SHORT TASK: Please convert every line of the records below into a numbered list, skipping any blank lines. Leave the pictures out of your answer.

--- Start SUPPLIED ENTRIES ---

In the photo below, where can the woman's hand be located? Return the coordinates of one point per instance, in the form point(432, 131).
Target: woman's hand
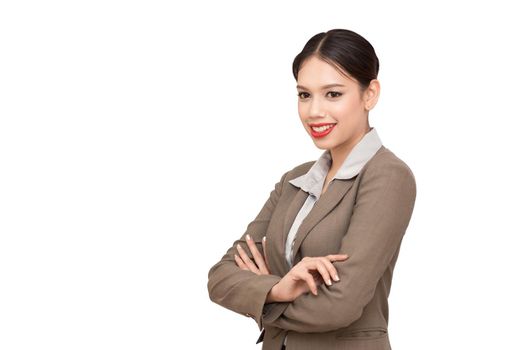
point(246, 263)
point(300, 280)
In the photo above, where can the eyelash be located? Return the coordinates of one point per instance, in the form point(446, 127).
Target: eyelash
point(329, 92)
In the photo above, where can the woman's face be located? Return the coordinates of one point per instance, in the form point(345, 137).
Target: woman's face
point(342, 105)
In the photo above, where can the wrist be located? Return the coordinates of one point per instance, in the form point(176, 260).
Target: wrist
point(274, 295)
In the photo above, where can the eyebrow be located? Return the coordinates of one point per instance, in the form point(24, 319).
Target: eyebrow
point(322, 87)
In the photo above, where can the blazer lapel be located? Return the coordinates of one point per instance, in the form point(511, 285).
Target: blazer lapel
point(333, 195)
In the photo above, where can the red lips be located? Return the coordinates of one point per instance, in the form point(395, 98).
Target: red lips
point(317, 134)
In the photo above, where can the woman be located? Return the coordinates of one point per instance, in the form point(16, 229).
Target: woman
point(314, 268)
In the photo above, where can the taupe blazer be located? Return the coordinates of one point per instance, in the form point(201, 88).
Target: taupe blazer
point(365, 217)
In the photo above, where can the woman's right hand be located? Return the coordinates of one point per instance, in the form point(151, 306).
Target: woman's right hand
point(305, 276)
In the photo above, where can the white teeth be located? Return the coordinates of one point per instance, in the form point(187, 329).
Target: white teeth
point(322, 128)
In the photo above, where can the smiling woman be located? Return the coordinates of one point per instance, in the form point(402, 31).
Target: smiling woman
point(314, 267)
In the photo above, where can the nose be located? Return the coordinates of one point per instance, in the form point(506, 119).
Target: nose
point(315, 107)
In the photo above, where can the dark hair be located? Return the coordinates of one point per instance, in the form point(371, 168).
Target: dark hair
point(344, 49)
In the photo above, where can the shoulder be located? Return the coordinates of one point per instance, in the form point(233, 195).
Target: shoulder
point(386, 166)
point(298, 170)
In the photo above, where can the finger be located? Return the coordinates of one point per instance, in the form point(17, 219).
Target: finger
point(247, 259)
point(331, 268)
point(265, 254)
point(323, 270)
point(336, 257)
point(308, 278)
point(239, 262)
point(256, 255)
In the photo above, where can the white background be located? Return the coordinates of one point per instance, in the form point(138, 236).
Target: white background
point(139, 138)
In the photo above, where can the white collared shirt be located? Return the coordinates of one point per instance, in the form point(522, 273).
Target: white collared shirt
point(312, 182)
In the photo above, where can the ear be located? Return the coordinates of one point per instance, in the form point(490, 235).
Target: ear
point(371, 95)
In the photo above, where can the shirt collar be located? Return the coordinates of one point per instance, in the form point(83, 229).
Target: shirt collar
point(312, 182)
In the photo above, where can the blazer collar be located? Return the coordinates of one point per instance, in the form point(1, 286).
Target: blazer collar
point(312, 182)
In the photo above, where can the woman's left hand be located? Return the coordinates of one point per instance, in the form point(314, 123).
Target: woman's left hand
point(243, 260)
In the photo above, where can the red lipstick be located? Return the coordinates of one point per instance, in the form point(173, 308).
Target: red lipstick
point(318, 134)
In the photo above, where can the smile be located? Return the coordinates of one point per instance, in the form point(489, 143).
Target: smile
point(321, 131)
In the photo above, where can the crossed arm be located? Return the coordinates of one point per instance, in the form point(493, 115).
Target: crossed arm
point(382, 212)
point(240, 290)
point(383, 208)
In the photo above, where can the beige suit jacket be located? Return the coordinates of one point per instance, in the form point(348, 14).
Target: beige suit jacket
point(365, 217)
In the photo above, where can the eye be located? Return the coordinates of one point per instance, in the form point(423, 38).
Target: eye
point(300, 94)
point(335, 92)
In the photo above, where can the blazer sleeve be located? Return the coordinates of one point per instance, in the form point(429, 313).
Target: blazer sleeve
point(381, 214)
point(244, 291)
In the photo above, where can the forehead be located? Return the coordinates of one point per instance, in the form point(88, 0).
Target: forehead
point(316, 74)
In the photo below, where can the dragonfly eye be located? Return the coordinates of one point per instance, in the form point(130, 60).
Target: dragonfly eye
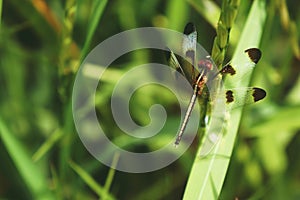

--- End SUPPLIED ENTRIES ---

COMPLETED TASK:
1. In the photo below, where can the woman's hand be located? Return the coordinates of one point per instance, in the form point(432, 131).
2. Target: woman's hand
3. point(246, 263)
4. point(300, 280)
5. In the photo above, where can the eyelash be located? Return the coordinates of one point per instance, in the form point(446, 127).
6. Target: eyelash
7. point(329, 92)
8. In the photo above, where can the woman's face be located? Return the coordinates of one point per instance, in the form point(345, 137).
9. Target: woman's face
10. point(342, 105)
11. In the photo above, where can the wrist be located? Return the coordinates of one point per instance, in the form point(176, 260).
12. Target: wrist
13. point(274, 295)
14. In the photo above, where can the eyebrow be located? Return the coordinates of one point per instance, in the form point(24, 319).
15. Target: eyebrow
16. point(322, 87)
17. In the photo above, where can the blazer lapel be located? Return the coordinates of one point per instance, in the form point(511, 285).
18. Target: blazer lapel
19. point(333, 195)
20. In the photo above, where can the red lips be located? Return the coordinates of one point per instance, in the form point(395, 98).
21. Target: red lips
22. point(317, 134)
23. In the photo above, where can the woman be located? Return the coordinates of one point per instance, in the form point(16, 229).
24. Target: woman
25. point(314, 268)
26. In the photo above, where can the taupe blazer be located? Return the coordinates of one point per instance, in the form point(201, 88).
27. Target: taupe blazer
28. point(365, 217)
29. In the photo above, where can the woman's right hand be located? Return the coordinates of one point per instance, in the form point(151, 306).
30. Target: woman's right hand
31. point(305, 276)
32. In the photo above, where can the white teeth be located? Return the coordinates of one point per instance, in the form point(187, 329).
33. Target: white teeth
34. point(322, 128)
35. In the photo above, where can the smiling woman be located? Return the coordinates of one point per instance, in the form point(402, 31).
36. Target: smiling woman
37. point(314, 267)
38. In the photo above, where can the nose be located? Return the coordinates of one point per instance, in the form point(506, 119).
39. Target: nose
40. point(315, 107)
41. In the photo above, where can the dark hair be located? Return the coordinates of one point per instance, in the form point(371, 168).
42. Target: dark hair
43. point(344, 49)
44. In the photo above, where can the shoulder be located? Return the coordinates of one point per instance, in the form point(233, 195).
45. Target: shoulder
46. point(386, 166)
47. point(298, 170)
48. In the photo above, where can the finger be located? Return the coordinates of one point per instance, in the form point(17, 219).
49. Target: finger
50. point(247, 259)
51. point(331, 268)
52. point(265, 254)
53. point(323, 270)
54. point(336, 257)
55. point(308, 278)
56. point(239, 262)
57. point(256, 255)
58. In the photo above, where can the white background be located? Return the coordinates of one point per instance, in the form point(138, 236).
59. Target: white background
60. point(139, 138)
61. In the photo above, where can the white collared shirt be located? Return the coordinates of one point per instance, in the form point(522, 273).
62. Target: white collared shirt
63. point(312, 182)
64. In the photo above, where can the ear be located? Return the coordinates of one point per instance, in the form point(490, 235).
65. Target: ear
66. point(371, 95)
67. In the photo above, where can the shirt collar be located? Return the coordinates of one point per instance, in the form point(83, 229).
68. Target: shirt collar
69. point(312, 182)
70. In the photo above, where can the blazer collar be located? Return the coordinates of one point per instance, in the form point(1, 286).
71. Target: blazer collar
72. point(312, 182)
73. In the photo above, where can the woman's left hand be located? Return the coordinates of one point per instance, in the form point(314, 123).
74. Target: woman's left hand
75. point(243, 260)
76. In the photo above, where can the red lipstick be located? Return the coordinates of one point per instance, in the form point(173, 308).
77. Target: red lipstick
78. point(318, 134)
79. In the photo above, where can the smile be located? Return the coordinates of one point per instance, in the form point(489, 143).
80. Target: smile
81. point(321, 131)
82. In the photo above, where can the crossed arm be located? Return the coordinates of one point per instance, in the form point(493, 115).
83. Target: crossed arm
84. point(382, 212)
85. point(240, 290)
86. point(383, 208)
87. In the photo above, where can the beige suit jacket be located? Return the coordinates of one point per instance, in the form point(348, 14).
88. Target: beige suit jacket
89. point(365, 217)
90. In the photo above, where can the eye be located? Return the coordinates of one point per instance, in the form point(423, 38).
91. Target: eye
92. point(300, 94)
93. point(335, 92)
94. In the photo above, where can the blazer sleeve be located? Return the coordinates of one point per instance, in the form point(429, 313).
95. Target: blazer sleeve
96. point(381, 214)
97. point(244, 291)
98. In the photo above, where can the forehead be located? Return the coordinates of one point per instance, in the form point(88, 0).
99. Target: forehead
100. point(316, 74)
101. In the photo below, where can the dragonfly eye be located? Return the coordinates of one point per instance, in the form point(130, 60).
102. Target: dragonfly eye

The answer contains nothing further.